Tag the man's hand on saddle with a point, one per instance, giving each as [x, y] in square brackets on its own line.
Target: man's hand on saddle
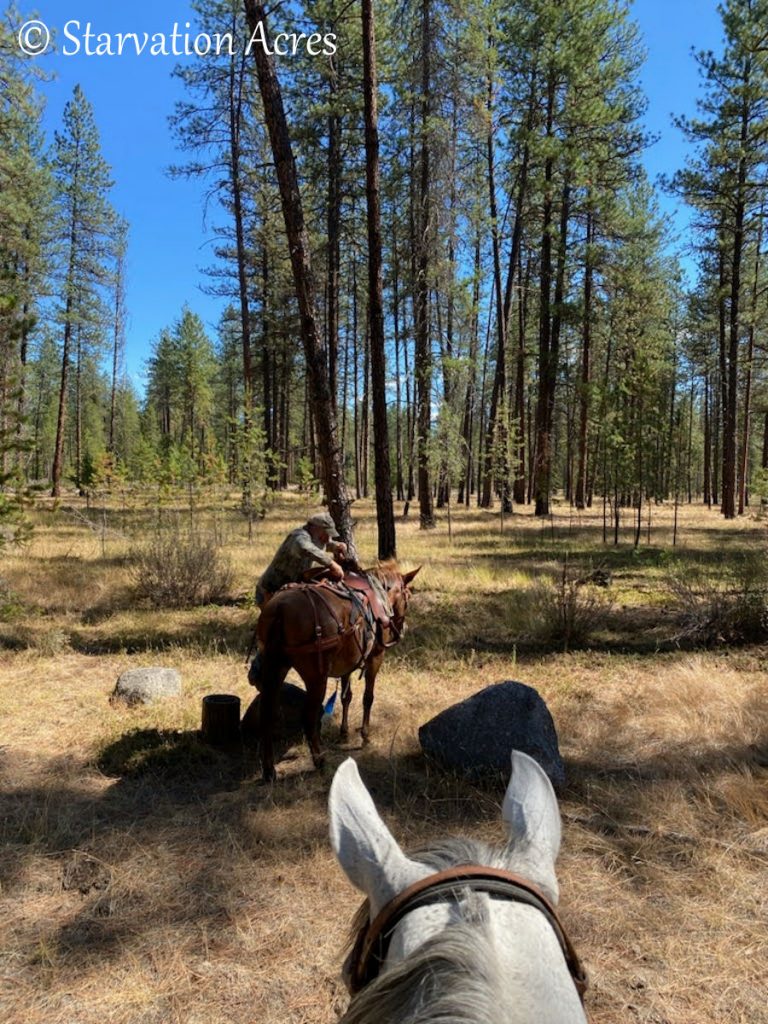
[336, 571]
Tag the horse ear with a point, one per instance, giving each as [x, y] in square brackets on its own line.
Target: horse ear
[364, 846]
[530, 810]
[409, 577]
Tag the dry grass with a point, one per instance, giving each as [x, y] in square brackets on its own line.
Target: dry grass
[146, 879]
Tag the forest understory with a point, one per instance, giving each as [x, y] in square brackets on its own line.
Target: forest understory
[148, 878]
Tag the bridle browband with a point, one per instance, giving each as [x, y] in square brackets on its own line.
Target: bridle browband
[372, 943]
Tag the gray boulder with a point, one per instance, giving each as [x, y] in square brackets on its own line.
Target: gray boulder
[146, 685]
[477, 736]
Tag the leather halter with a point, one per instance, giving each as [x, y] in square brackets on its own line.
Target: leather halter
[370, 950]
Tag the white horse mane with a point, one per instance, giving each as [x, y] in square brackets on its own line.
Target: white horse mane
[474, 960]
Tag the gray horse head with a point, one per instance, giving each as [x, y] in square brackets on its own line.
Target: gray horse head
[473, 958]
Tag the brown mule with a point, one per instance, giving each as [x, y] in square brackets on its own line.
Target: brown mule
[320, 630]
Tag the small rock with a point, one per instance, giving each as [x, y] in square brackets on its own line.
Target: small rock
[146, 685]
[477, 736]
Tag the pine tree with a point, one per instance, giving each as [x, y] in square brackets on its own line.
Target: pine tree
[85, 225]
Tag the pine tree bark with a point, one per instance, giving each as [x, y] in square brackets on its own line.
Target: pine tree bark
[293, 214]
[422, 353]
[384, 510]
[581, 487]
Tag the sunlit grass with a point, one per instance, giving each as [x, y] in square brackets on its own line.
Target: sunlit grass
[202, 896]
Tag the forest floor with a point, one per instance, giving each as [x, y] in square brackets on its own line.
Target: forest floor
[146, 878]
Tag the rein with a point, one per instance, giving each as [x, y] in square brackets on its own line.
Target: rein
[372, 943]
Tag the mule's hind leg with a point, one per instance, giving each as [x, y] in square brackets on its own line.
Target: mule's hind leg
[346, 696]
[372, 670]
[315, 696]
[269, 684]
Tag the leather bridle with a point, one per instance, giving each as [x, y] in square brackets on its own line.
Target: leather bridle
[372, 943]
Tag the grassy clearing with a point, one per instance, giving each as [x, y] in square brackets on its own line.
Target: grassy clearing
[146, 878]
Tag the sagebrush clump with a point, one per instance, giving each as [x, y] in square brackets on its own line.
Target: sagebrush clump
[179, 570]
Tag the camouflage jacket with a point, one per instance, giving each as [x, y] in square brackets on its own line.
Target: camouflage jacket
[297, 553]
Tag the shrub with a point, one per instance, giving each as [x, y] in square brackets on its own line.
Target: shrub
[732, 608]
[178, 569]
[565, 610]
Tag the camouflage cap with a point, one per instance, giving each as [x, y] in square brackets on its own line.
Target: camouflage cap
[325, 521]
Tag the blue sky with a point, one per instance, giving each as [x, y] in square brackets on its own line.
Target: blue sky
[133, 95]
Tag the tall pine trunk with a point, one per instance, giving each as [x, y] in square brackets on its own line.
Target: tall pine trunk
[293, 214]
[384, 510]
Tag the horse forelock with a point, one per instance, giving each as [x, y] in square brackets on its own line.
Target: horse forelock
[454, 976]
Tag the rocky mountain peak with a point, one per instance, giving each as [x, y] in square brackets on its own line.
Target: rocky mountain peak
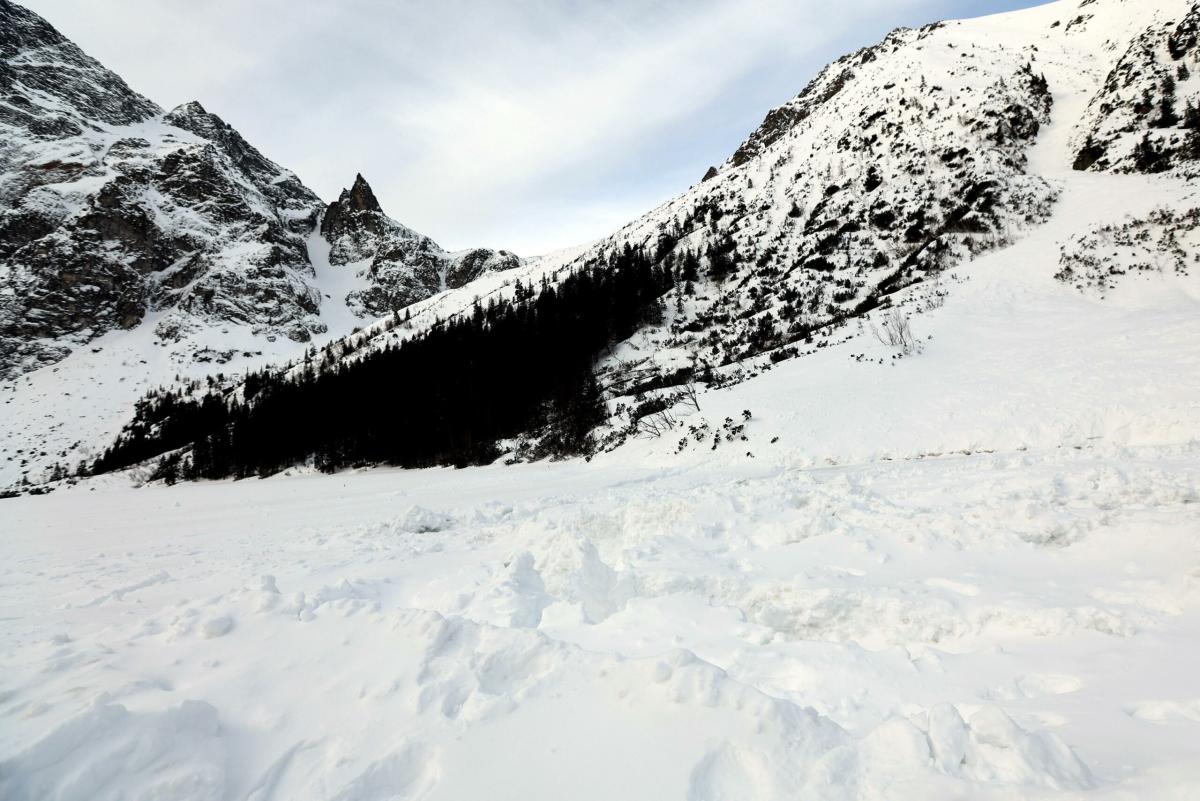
______________________________
PROBLEM TO SOLVE
Could you write out the material again from the line with "Tag the blue" through the end of the material, requests included, shifting every coordinate in the answers by adding 5 and leaving the pictures out?

OUTPUT FOR THIS EXERCISE
Tag the blue sky with a point, one per instance, giving each as [x, y] in square brackets on its own line.
Target: blue sky
[138, 100]
Tag the tall pine trunk with a point, one per instance, giving each as [x, y] in square brackets on its own line.
Target: tall pine trunk
[298, 219]
[389, 515]
Tag the horse forelock with a point, one per instance, giving each as [x, y] in square brackets on its own line.
Target: horse forelock
[459, 981]
Tag the rocky mountain peak with a point, one per instance, giving each as [x, y] in square brackets on its own line.
Target: rocky mountain peak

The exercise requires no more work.